Görev 1 :: Kayıtlarda "hand" dizesini barındıran tüm satırları bulunuz ve her birini kopyalayınız.

Winston Churchill sağ elini havaya kaldırarak yaptığı zafer işareti ve kurnazlığıyla bilinen bir devlet adamı olmanın yanında savaş kahramanı olarak da bilinir. Ona bu unvanı kazandıran ikinci Dünya Savaşı’nda gösterdiği kurnazlıktır. İngilizlerin müttefiklerle birlikte Almanlara karşı kazandıkları savaş sonrası, VVinston Churchill’in şu sözü oldukça dikkat çekmiştir. “Başka hiçbir alternatif kalmadığı zaman doğru şey yapacaksınız.” Stresle başa çıkmak için de başka hiçbir alternatif kalmadığı zaman doğru olanı yapmaktır. Doğru olan ise stresle başa çıkmaktan geçtiğidir. İçgüdüsel huzursuzlukla başlayan stres rüzgârlarının nedeni yanlışlıklarınız, hatalarınız, sorumsuzluklarınız sonucu içsel güdüleriniz sizi size şikâyet eder ve ederken acı verir. Bu duygular insanı öylesine sinsi bir şekilde kemirir ki bir zaman sonra hissettiğiniz stresin nedeninin bile nereden geldiğini tanımlayamaz ve stres içinde boğulursunuz.

Kutulu fotoğraf etiketleri

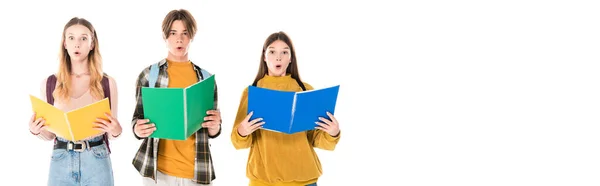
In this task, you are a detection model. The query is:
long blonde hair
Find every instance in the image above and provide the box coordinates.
[52,17,104,102]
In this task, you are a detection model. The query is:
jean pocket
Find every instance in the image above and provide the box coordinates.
[52,149,69,161]
[92,145,108,159]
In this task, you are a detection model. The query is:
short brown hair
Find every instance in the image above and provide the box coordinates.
[162,9,196,39]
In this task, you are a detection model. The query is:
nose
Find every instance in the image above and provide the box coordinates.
[176,34,183,43]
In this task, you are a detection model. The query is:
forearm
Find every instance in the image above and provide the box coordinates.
[312,130,341,150]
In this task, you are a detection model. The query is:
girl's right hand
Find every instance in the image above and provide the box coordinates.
[133,119,156,138]
[238,112,265,137]
[29,113,46,135]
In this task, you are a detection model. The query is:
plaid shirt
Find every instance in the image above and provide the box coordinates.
[132,59,221,184]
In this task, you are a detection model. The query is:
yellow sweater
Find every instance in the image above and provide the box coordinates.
[231,75,341,186]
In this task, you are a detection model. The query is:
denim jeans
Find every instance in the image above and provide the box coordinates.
[48,136,114,186]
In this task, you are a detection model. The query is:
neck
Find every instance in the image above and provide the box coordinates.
[167,52,189,62]
[71,58,89,74]
[267,72,287,77]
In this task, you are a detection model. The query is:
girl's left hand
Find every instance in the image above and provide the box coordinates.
[94,113,123,137]
[315,112,340,136]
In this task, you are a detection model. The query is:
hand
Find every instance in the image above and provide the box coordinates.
[29,113,46,135]
[94,113,123,137]
[202,110,221,136]
[133,119,156,138]
[315,112,340,136]
[238,111,265,136]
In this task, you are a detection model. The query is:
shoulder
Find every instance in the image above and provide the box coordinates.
[138,59,166,81]
[191,61,212,76]
[104,73,117,86]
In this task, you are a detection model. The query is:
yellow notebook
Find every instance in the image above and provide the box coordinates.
[29,95,110,141]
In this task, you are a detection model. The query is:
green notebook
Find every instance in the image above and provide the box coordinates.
[142,75,215,140]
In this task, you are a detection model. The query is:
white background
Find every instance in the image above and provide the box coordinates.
[0,0,600,186]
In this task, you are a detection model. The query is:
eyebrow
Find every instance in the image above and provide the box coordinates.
[67,33,88,36]
[269,47,290,50]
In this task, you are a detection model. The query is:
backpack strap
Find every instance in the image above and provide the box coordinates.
[148,63,159,88]
[200,68,211,80]
[252,75,306,91]
[101,74,112,154]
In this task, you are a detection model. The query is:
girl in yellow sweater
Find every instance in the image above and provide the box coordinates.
[231,32,340,186]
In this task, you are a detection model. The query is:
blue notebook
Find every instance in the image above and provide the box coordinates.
[247,85,340,134]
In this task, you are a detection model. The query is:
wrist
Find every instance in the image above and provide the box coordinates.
[29,130,42,136]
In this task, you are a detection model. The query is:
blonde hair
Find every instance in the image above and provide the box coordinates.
[52,17,104,102]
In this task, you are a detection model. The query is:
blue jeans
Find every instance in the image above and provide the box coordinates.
[48,136,114,186]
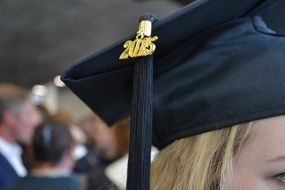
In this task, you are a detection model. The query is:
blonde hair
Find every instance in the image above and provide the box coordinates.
[151,123,252,190]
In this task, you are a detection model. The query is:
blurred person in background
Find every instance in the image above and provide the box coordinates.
[8,121,79,190]
[0,83,41,189]
[74,115,118,190]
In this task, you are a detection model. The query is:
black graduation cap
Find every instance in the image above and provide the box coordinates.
[62,0,285,189]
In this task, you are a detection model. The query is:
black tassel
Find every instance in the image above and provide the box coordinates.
[127,15,155,190]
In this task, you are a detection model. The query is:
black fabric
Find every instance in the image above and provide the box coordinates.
[6,176,79,190]
[62,0,262,125]
[62,0,285,189]
[0,153,19,189]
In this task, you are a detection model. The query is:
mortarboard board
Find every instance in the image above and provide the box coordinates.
[62,0,285,189]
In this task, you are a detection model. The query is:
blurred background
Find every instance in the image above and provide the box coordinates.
[0,0,190,120]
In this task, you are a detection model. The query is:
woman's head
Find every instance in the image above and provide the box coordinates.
[151,123,251,190]
[151,116,285,190]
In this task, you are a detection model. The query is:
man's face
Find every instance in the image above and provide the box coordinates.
[11,102,41,144]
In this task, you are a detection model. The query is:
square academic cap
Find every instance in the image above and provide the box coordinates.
[62,0,285,190]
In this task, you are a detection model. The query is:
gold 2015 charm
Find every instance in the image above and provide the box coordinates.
[120,20,158,59]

Görev 2 :: Okuma metnine göre Winston Churchill'e savaş kahramanı unvanını kazandıran nedir?

Alıştırma Çıktısı 1 ::
girl's right hand
girl's left hand
hand

Alıştırma Çıktısı 2 :: İkinci Dünya Savaşı'nda gösterdiği kurnazlık.